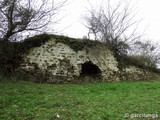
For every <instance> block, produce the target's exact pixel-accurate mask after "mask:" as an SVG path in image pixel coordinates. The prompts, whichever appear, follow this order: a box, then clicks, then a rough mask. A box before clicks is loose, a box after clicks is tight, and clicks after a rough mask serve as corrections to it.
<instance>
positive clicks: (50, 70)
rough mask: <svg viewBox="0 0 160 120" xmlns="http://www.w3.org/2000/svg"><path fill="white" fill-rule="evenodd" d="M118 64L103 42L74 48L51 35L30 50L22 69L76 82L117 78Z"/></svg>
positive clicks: (58, 80)
mask: <svg viewBox="0 0 160 120" xmlns="http://www.w3.org/2000/svg"><path fill="white" fill-rule="evenodd" d="M83 43H84V42H83ZM83 43H82V44H83ZM70 44H72V43H70ZM77 47H78V46H77ZM117 66H118V63H117V61H116V59H115V58H114V56H113V54H112V52H111V51H109V50H108V49H106V47H105V46H104V45H103V44H96V45H94V46H91V47H88V46H87V47H84V48H83V49H81V50H74V49H73V48H71V47H70V46H69V45H67V44H65V43H63V42H60V41H58V42H57V41H56V39H55V38H52V39H50V40H48V42H45V43H44V44H42V45H41V46H40V47H34V48H32V49H30V50H29V52H27V53H26V54H25V56H24V61H23V62H22V64H21V67H20V68H21V69H22V70H23V71H25V72H27V73H29V74H31V75H35V76H37V77H39V78H43V80H44V81H47V82H51V83H54V82H70V81H76V80H78V78H80V77H85V76H87V77H93V78H97V77H98V78H99V79H101V80H102V81H118V80H119V79H118V78H117V73H118V71H119V69H118V68H117Z"/></svg>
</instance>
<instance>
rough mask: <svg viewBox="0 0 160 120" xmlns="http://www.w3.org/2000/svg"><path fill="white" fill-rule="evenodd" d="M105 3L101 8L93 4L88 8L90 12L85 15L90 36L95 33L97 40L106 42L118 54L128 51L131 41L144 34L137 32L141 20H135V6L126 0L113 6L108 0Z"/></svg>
mask: <svg viewBox="0 0 160 120" xmlns="http://www.w3.org/2000/svg"><path fill="white" fill-rule="evenodd" d="M104 4H105V3H103V5H104ZM103 5H102V6H100V8H99V9H97V8H96V9H95V8H93V7H92V6H91V9H88V12H89V14H87V15H85V16H84V17H83V18H84V20H85V21H86V24H85V26H86V27H87V28H88V29H89V33H88V36H90V34H93V35H94V37H95V40H101V41H103V42H106V43H107V45H108V47H109V48H111V49H112V50H113V52H114V53H115V54H117V55H119V54H122V53H126V52H127V49H129V43H131V42H133V41H135V40H138V39H140V38H141V36H142V34H137V28H138V25H139V22H140V20H139V21H134V17H135V15H136V13H135V8H134V6H133V7H130V3H128V2H126V1H119V3H118V4H117V5H114V6H112V5H111V3H110V0H108V2H107V3H106V4H105V6H103Z"/></svg>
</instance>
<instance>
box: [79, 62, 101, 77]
mask: <svg viewBox="0 0 160 120" xmlns="http://www.w3.org/2000/svg"><path fill="white" fill-rule="evenodd" d="M81 76H89V77H92V78H97V77H100V76H101V70H100V69H99V67H98V66H97V65H95V64H93V63H92V62H91V61H89V62H85V63H84V64H82V69H81Z"/></svg>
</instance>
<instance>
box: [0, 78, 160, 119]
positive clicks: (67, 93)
mask: <svg viewBox="0 0 160 120" xmlns="http://www.w3.org/2000/svg"><path fill="white" fill-rule="evenodd" d="M1 79H4V78H1ZM159 86H160V81H154V82H121V83H110V84H108V83H98V84H97V83H96V84H95V83H94V84H81V85H77V84H61V85H60V84H56V85H53V84H52V85H51V84H36V83H31V82H24V81H23V82H21V81H19V82H10V81H9V82H8V81H0V96H1V97H0V103H1V104H0V119H1V120H9V119H15V120H33V119H37V120H71V119H72V120H98V119H101V120H115V119H116V120H124V119H131V118H125V116H124V115H125V113H128V114H130V115H131V114H134V113H139V114H141V113H142V114H143V113H146V114H147V113H150V114H158V113H160V106H159V99H160V87H159ZM53 91H54V92H53ZM146 91H147V92H146ZM142 102H143V104H142ZM57 115H59V118H58V117H57ZM135 119H136V118H135ZM147 119H152V118H147Z"/></svg>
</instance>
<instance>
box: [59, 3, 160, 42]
mask: <svg viewBox="0 0 160 120" xmlns="http://www.w3.org/2000/svg"><path fill="white" fill-rule="evenodd" d="M59 1H61V0H59ZM59 1H58V2H59ZM89 1H90V3H91V4H93V6H98V4H100V3H101V1H107V0H89ZM110 1H112V2H113V1H114V2H117V1H118V0H110ZM130 1H131V0H130ZM135 3H136V8H137V9H136V10H137V17H136V18H135V19H137V20H139V19H141V18H142V19H143V20H142V22H141V23H140V28H139V31H140V32H143V31H144V29H145V28H146V27H147V26H148V28H147V30H146V32H145V33H146V34H145V36H146V38H149V39H151V40H154V41H160V30H159V29H160V0H137V1H136V2H134V4H135ZM89 7H90V5H89V3H88V0H69V1H68V4H67V5H66V6H65V7H64V8H63V10H62V11H61V13H62V14H61V15H62V16H65V17H64V18H63V19H62V20H61V21H60V22H59V24H58V25H57V26H58V27H57V28H58V30H59V31H60V32H59V33H58V34H62V35H67V36H70V37H76V38H82V37H83V36H87V32H88V30H87V29H86V28H85V26H84V25H83V23H84V20H83V19H82V15H83V14H85V12H86V11H87V9H86V8H89ZM64 28H65V29H64ZM63 29H64V30H63ZM61 30H62V31H61Z"/></svg>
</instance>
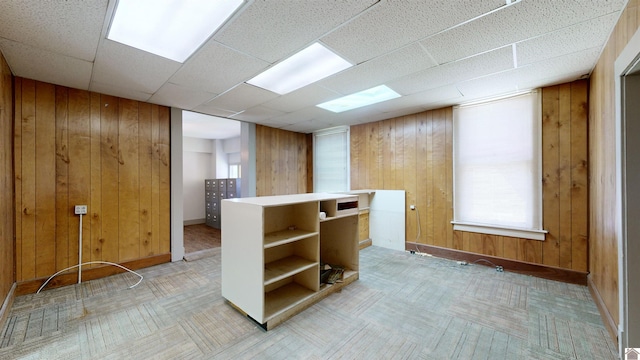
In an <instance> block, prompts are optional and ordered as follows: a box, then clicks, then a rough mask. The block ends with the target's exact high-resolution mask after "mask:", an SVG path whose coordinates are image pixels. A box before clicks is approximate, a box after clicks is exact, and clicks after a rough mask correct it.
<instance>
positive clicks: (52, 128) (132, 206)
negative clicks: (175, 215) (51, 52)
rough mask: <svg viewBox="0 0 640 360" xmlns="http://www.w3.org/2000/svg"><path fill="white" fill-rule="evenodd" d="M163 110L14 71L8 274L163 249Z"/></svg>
mask: <svg viewBox="0 0 640 360" xmlns="http://www.w3.org/2000/svg"><path fill="white" fill-rule="evenodd" d="M169 116H170V115H169V109H168V108H166V107H162V106H158V105H152V104H148V103H142V102H137V101H133V100H126V99H120V98H116V97H112V96H107V95H101V94H97V93H92V92H88V91H83V90H76V89H70V88H66V87H62V86H55V85H52V84H47V83H42V82H37V81H33V80H28V79H22V78H16V79H15V119H16V120H15V146H14V151H15V214H16V280H17V281H18V282H21V281H27V280H32V279H38V278H43V277H48V276H50V275H51V274H53V273H55V272H56V271H58V270H61V269H63V268H66V267H68V266H72V265H75V264H77V262H78V233H79V216H78V215H75V214H74V205H88V214H87V215H86V216H84V218H83V228H82V232H83V243H82V246H83V249H82V252H83V261H84V262H86V261H96V260H101V261H110V262H116V263H122V262H125V261H130V260H134V259H141V258H145V257H149V256H153V255H160V254H167V253H169V251H170V229H169V226H170V225H169V224H170V202H169V201H170V187H169V186H170V183H169V179H170V170H169V124H170V121H169V120H170V119H169Z"/></svg>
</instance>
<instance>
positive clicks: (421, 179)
mask: <svg viewBox="0 0 640 360" xmlns="http://www.w3.org/2000/svg"><path fill="white" fill-rule="evenodd" d="M428 183H429V180H428V178H427V115H426V113H424V112H422V113H419V114H417V115H416V209H417V214H416V216H417V220H416V221H417V222H418V230H419V232H420V237H419V238H418V239H417V240H416V242H419V243H422V244H425V243H427V232H428V229H427V227H426V223H427V211H426V210H427V184H428ZM408 240H410V239H408Z"/></svg>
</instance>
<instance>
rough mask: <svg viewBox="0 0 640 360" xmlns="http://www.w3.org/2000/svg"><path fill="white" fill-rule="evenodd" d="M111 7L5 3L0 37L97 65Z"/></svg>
mask: <svg viewBox="0 0 640 360" xmlns="http://www.w3.org/2000/svg"><path fill="white" fill-rule="evenodd" d="M107 4H108V1H107V0H87V1H77V0H76V1H41V0H20V1H2V5H0V8H1V11H0V37H3V38H6V39H10V40H14V41H16V42H19V43H22V44H28V45H31V46H34V47H39V48H42V49H44V50H48V51H51V52H54V53H58V54H62V55H66V56H68V57H73V58H77V59H81V60H86V61H93V60H94V57H95V54H96V49H97V48H98V42H99V41H100V34H101V31H102V26H103V24H104V21H105V15H106V12H107ZM26 24H28V26H25V25H26Z"/></svg>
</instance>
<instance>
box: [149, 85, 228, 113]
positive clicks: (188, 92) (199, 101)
mask: <svg viewBox="0 0 640 360" xmlns="http://www.w3.org/2000/svg"><path fill="white" fill-rule="evenodd" d="M217 95H218V94H213V93H209V92H206V91H202V90H197V89H193V88H187V87H183V86H180V85H176V84H172V83H169V82H168V83H165V84H164V85H162V87H161V88H160V89H158V91H157V92H156V93H155V94H153V96H152V97H151V99H149V101H150V102H152V103H156V104H164V105H167V106H173V107H177V108H181V109H187V110H191V109H193V108H195V107H197V106H198V105H200V104H203V103H206V102H208V101H209V100H211V99H213V98H214V97H216V96H217Z"/></svg>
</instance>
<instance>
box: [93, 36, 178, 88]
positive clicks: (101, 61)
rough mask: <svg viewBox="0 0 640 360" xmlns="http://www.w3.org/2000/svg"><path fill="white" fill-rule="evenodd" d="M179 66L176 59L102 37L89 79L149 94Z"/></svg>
mask: <svg viewBox="0 0 640 360" xmlns="http://www.w3.org/2000/svg"><path fill="white" fill-rule="evenodd" d="M179 68H180V63H178V62H175V61H172V60H168V59H165V58H163V57H160V56H156V55H153V54H150V53H148V52H144V51H141V50H138V49H135V48H133V47H130V46H126V45H122V44H120V43H117V42H115V41H111V40H105V41H103V42H102V46H101V47H100V50H99V51H98V54H97V56H96V61H95V65H94V68H93V78H92V81H96V82H98V83H102V84H111V85H113V86H114V87H119V88H127V89H130V90H132V91H138V92H144V93H151V94H153V93H155V92H156V91H157V90H158V89H159V88H160V87H161V86H162V84H164V83H165V82H166V81H167V80H168V79H169V77H171V75H173V74H174V73H175V72H176V71H177V70H178V69H179Z"/></svg>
==*==
A word-for-word copy is needed, starting at the first line of the listing and ending with the line bearing "64L103 42L74 48L51". No pictures.

For every <instance> block, produce the target's exact pixel-accurate mask after "mask:" as an SVG path in image pixel coordinates. The prompts, whichever appear, follow this order: a box, then clicks, then a rough mask. A box before clicks is loose, a box after clicks is tight, and clicks after a rough mask serve as corrections to it.
<instance>
positive clicks: (50, 70)
rough mask: <svg viewBox="0 0 160 120" xmlns="http://www.w3.org/2000/svg"><path fill="white" fill-rule="evenodd" d="M118 64L103 42L74 48L51 35L30 50L22 69L76 82L117 78Z"/></svg>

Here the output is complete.